======== GIVEN PASSAGE

Check if there is any insulation under the living room floor. You can check from the garage, though it may mean removing some plasterboard hiding the joists.

If no insulation, get some installed (to depth of the joist); and if no plasterboard hiding the joists, get that done as well.

What insulation do you have in the rest of the house - loft and cavity wall? You can get very good deals at the moment - check out Energy Savings Trust Grants and Offers
 
With manual valves it generally makes no difference whether the LSV is on the flow or return.

TRVs are usually fitted on the flow side, so if they are fitted, the only place left for the LSV is the return.

Usually the only difference between lockshield valves and wheelhead valves is just the plastic cap. Wheelhead caps turn the valve spindle, and LSVs just have a blanking cap. Fitting wheelhead caps to one end of each rad. would at least give you some control over the output of each rad.

Balancing using the LSVs only sets the maximum heat INPUT to each rad. After that, the wheelhead valve (or TRV, if fitted) is usually used to control the radiator OUTPUT.

Try some of the on-line rad. size calculators, and see how your rad. sizes compare with their recommendations. Don't be too surprised if different calculators give vastly different answers. Some only deal with the heat loss. Naturally, the heat input needs to be greater than the losses to actually raise the temperature.

Is the thermostat in the living room, or is it in a part of the house that warms up quickly, and shutting down the heating before the living room gets a chance to warm up?

================
======== GIVEN RECORDS

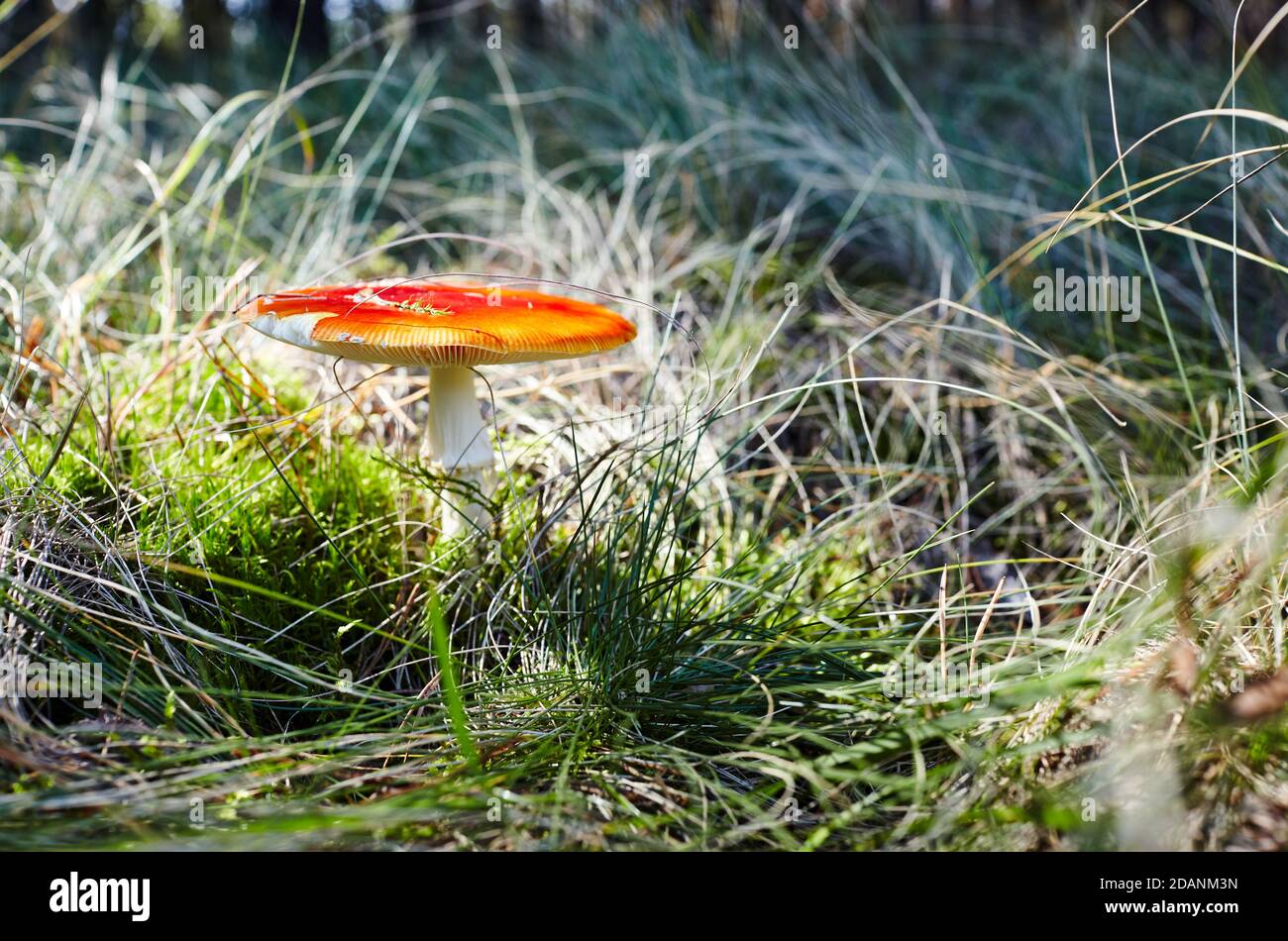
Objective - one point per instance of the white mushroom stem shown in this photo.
(458, 439)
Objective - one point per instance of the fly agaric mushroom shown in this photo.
(450, 329)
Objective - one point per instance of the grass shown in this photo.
(711, 547)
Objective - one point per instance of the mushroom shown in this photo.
(450, 329)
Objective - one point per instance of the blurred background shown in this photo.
(81, 33)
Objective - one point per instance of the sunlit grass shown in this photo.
(709, 547)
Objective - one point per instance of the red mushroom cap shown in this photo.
(437, 325)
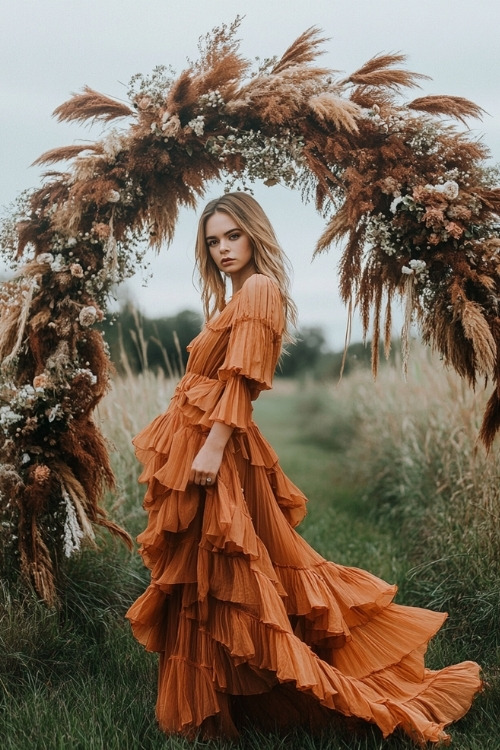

================

EXERCISE TASKS:
a) Name each part of the house where the heating advice asks whether there is insulation.
b) In the listing, rewrite everything from the line containing "Objective - one point per instance of the red" through the end of the listing, replacing "red" with "crimson" and leaving the rest unchanged. Omit the pictures from your answer.

SOLUTION SET:
a)
- Under the living room floor
- The loft
- The cavity wall

b)
Objective - one point per instance of the crimson mushroom cap shown in this photo.
(437, 325)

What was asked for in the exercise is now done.